The problem
In the records, find each line where "before" occurs, and copy it.

Segmentation mask data
*** Begin section ***

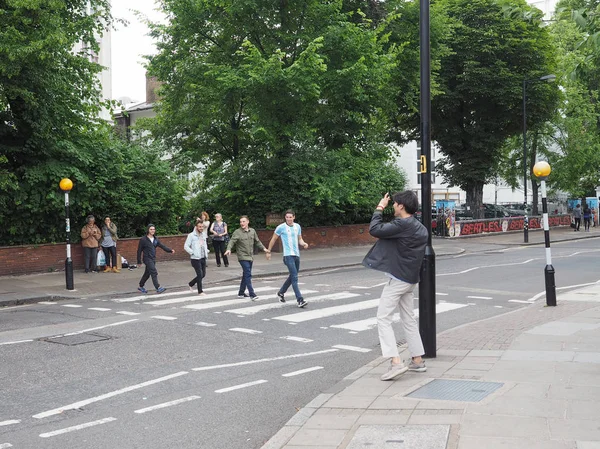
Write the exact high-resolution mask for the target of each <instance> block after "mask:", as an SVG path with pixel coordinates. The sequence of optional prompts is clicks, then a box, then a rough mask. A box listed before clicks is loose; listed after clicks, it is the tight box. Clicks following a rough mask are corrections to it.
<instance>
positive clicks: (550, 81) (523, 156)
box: [523, 75, 556, 243]
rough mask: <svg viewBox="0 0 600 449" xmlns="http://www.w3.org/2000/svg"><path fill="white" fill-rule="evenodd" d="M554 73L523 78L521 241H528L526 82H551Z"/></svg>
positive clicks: (534, 82)
mask: <svg viewBox="0 0 600 449" xmlns="http://www.w3.org/2000/svg"><path fill="white" fill-rule="evenodd" d="M555 79H556V75H544V76H540V77H539V78H534V79H531V80H527V79H525V80H523V192H524V197H525V218H524V220H523V242H524V243H528V242H529V218H528V217H527V84H528V83H535V82H538V81H546V82H551V81H554V80H555Z"/></svg>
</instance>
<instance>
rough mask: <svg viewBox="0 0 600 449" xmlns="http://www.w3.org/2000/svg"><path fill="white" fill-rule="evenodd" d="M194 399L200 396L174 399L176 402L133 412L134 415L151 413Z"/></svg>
mask: <svg viewBox="0 0 600 449" xmlns="http://www.w3.org/2000/svg"><path fill="white" fill-rule="evenodd" d="M195 399H200V396H188V397H187V398H181V399H176V400H174V401H170V402H163V403H162V404H157V405H153V406H152V407H146V408H141V409H139V410H135V411H134V413H146V412H152V411H154V410H159V409H161V408H166V407H171V406H173V405H179V404H183V403H184V402H189V401H193V400H195Z"/></svg>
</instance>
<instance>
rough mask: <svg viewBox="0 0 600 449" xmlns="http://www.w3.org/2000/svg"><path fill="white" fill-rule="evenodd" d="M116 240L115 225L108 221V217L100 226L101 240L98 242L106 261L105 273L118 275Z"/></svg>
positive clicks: (115, 225)
mask: <svg viewBox="0 0 600 449" xmlns="http://www.w3.org/2000/svg"><path fill="white" fill-rule="evenodd" d="M117 240H118V237H117V225H116V224H114V223H113V222H112V221H111V220H110V217H105V218H104V224H103V225H102V239H101V240H100V246H101V247H102V251H104V258H105V260H106V268H105V269H104V272H105V273H108V272H110V271H113V272H114V273H119V272H120V271H121V270H119V269H118V268H117V267H118V266H119V265H118V264H117Z"/></svg>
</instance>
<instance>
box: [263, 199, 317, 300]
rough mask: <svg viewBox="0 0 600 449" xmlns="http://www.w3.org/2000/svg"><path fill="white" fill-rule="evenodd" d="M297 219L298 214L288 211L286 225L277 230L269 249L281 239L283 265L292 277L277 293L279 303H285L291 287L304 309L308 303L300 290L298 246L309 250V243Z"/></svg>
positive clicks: (281, 224)
mask: <svg viewBox="0 0 600 449" xmlns="http://www.w3.org/2000/svg"><path fill="white" fill-rule="evenodd" d="M295 219H296V214H294V211H292V210H288V211H286V213H285V223H281V224H280V225H279V226H277V228H275V232H274V233H273V237H271V241H270V242H269V248H268V249H269V251H271V249H272V248H273V245H275V242H276V241H277V239H278V238H279V237H281V243H282V245H283V263H284V264H285V266H286V267H287V268H288V271H289V272H290V275H289V276H288V278H287V279H286V280H285V282H284V283H283V285H282V286H281V288H280V289H279V292H277V296H279V302H285V297H284V295H285V292H287V289H288V288H290V285H291V286H292V288H293V289H294V294H295V295H296V301H298V307H300V308H302V307H304V306H306V304H307V302H306V301H305V300H304V298H303V297H302V293H300V288H299V287H298V271H300V248H299V246H298V244H300V245H302V247H303V248H304V249H307V248H308V243H306V242H305V241H304V240H302V229H301V228H300V225H299V224H298V223H294V220H295Z"/></svg>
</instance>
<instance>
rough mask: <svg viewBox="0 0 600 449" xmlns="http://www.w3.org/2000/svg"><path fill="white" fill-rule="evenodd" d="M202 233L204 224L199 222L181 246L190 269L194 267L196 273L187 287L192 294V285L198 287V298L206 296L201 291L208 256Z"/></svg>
mask: <svg viewBox="0 0 600 449" xmlns="http://www.w3.org/2000/svg"><path fill="white" fill-rule="evenodd" d="M203 231H204V224H203V223H202V222H201V221H199V222H198V223H196V228H195V229H194V230H193V231H192V232H190V233H189V234H188V236H187V239H185V244H184V245H183V249H184V250H185V252H187V253H188V254H189V255H190V260H191V262H192V267H194V271H195V272H196V277H195V278H194V279H192V280H191V281H190V282H189V284H188V285H189V286H190V291H192V292H193V291H194V285H198V294H199V295H200V296H204V295H206V293H204V291H203V290H202V279H204V277H205V276H206V256H207V255H208V248H207V247H206V240H205V239H204V235H203Z"/></svg>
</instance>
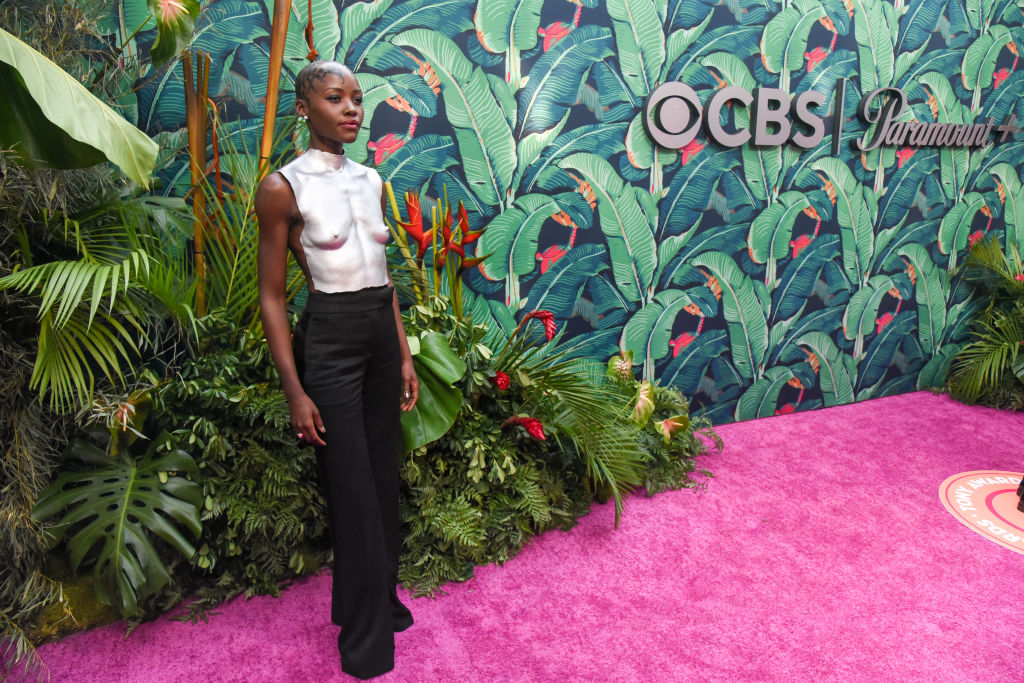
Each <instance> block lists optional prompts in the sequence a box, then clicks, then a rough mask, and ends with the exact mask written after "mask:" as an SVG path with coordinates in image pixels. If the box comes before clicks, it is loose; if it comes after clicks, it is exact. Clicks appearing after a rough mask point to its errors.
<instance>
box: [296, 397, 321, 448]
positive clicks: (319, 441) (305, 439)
mask: <svg viewBox="0 0 1024 683" xmlns="http://www.w3.org/2000/svg"><path fill="white" fill-rule="evenodd" d="M288 410H289V412H290V413H291V414H292V426H293V427H294V428H295V435H296V436H298V437H299V438H300V439H302V440H303V441H309V442H310V443H312V444H313V445H327V443H325V442H324V439H322V438H321V437H319V435H321V434H326V433H327V430H326V429H324V421H323V420H321V417H319V411H317V410H316V405H315V403H313V400H312V398H310V397H309V396H308V395H306V394H305V393H303V394H301V395H298V396H295V397H294V398H291V399H289V401H288Z"/></svg>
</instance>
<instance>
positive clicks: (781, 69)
mask: <svg viewBox="0 0 1024 683" xmlns="http://www.w3.org/2000/svg"><path fill="white" fill-rule="evenodd" d="M824 15H825V10H824V7H823V6H822V5H821V2H820V0H796V2H794V4H792V5H790V6H788V7H786V8H785V9H783V10H782V11H781V12H779V13H778V14H775V15H774V16H772V17H771V18H770V19H769V20H768V24H766V25H765V31H764V33H763V34H762V36H761V44H760V48H761V61H762V63H764V66H765V69H767V70H768V72H769V73H771V74H778V75H779V86H778V87H779V88H781V89H782V90H785V91H786V92H788V91H790V74H791V73H792V72H795V71H799V70H800V69H802V68H803V66H804V55H805V54H806V53H807V38H808V37H809V36H810V34H811V29H813V28H814V25H815V24H817V22H818V19H820V18H822V17H824Z"/></svg>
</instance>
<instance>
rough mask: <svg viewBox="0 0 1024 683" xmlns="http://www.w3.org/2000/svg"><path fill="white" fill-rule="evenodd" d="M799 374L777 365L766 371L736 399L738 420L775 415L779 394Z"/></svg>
mask: <svg viewBox="0 0 1024 683" xmlns="http://www.w3.org/2000/svg"><path fill="white" fill-rule="evenodd" d="M796 377H797V376H796V375H795V374H794V373H793V369H792V368H786V367H784V366H782V367H779V366H776V367H774V368H769V369H768V370H767V371H765V374H764V377H763V378H761V379H759V380H758V381H757V382H755V383H754V384H752V385H751V386H750V387H749V388H748V389H746V391H744V392H743V395H741V396H740V397H739V400H738V401H736V412H735V419H736V421H737V422H738V421H740V420H753V419H755V418H770V417H771V416H773V415H775V409H776V407H777V405H778V394H779V393H781V392H782V389H783V388H785V385H786V383H787V382H790V380H792V379H795V378H796Z"/></svg>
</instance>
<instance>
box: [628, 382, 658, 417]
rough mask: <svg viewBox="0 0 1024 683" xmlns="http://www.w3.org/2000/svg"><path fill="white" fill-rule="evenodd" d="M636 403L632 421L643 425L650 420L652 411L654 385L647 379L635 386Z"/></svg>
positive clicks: (652, 408) (653, 403) (633, 409)
mask: <svg viewBox="0 0 1024 683" xmlns="http://www.w3.org/2000/svg"><path fill="white" fill-rule="evenodd" d="M636 400H637V404H636V408H634V409H633V421H634V422H636V423H637V424H638V425H641V426H642V425H645V424H647V421H648V420H650V416H651V414H652V413H653V412H654V385H653V384H651V383H650V382H648V381H643V382H641V383H640V386H638V387H637V396H636Z"/></svg>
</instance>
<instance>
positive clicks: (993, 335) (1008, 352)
mask: <svg viewBox="0 0 1024 683" xmlns="http://www.w3.org/2000/svg"><path fill="white" fill-rule="evenodd" d="M978 327H979V330H978V331H977V332H976V333H975V334H976V335H977V337H978V338H977V339H976V340H975V341H973V342H971V343H970V344H968V345H967V346H965V347H964V348H963V349H962V350H961V352H959V353H958V354H957V356H956V359H955V360H954V361H953V367H952V371H951V373H950V376H949V389H950V392H951V393H952V395H953V396H954V397H955V398H957V399H959V400H963V401H965V402H968V403H971V402H974V401H976V400H978V398H979V397H980V396H981V395H982V394H983V393H984V392H985V391H986V389H989V388H994V387H998V386H999V385H1000V384H1001V383H1002V381H1004V377H1005V376H1006V373H1007V371H1008V370H1010V369H1011V368H1012V367H1013V366H1014V365H1015V364H1016V361H1017V359H1018V356H1020V355H1024V354H1022V353H1021V344H1022V343H1024V302H1020V303H1018V304H1017V306H1016V307H1015V308H1014V309H1013V310H1011V311H1009V312H1007V311H995V312H993V314H992V321H991V323H988V322H985V321H979V323H978Z"/></svg>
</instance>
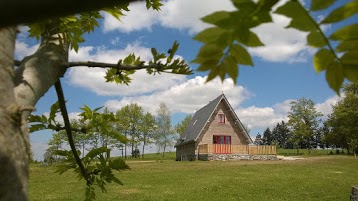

*** End section ***

Final answer
Write the exact high-resolution mask for the target of each <instance> block after "mask:", as an SVG path with pixel coordinates. The sequence of optional prompts is clicks, then a box, then a rough mask. A box listed before clicks is loose; listed after clicks, it is the tight box. Clicks following a rough mask are corrections to it.
Each <instance> block lists optional prompts in the sequence a box, then clicks, then a rough mask, and ends with the exact mask written after "mask:" as an SVG path with coordinates in image pixels. If the box comes before clicks, it is loose; if it comes after clicks, it is exact. Clicks appearing after a rough mask point to its errors.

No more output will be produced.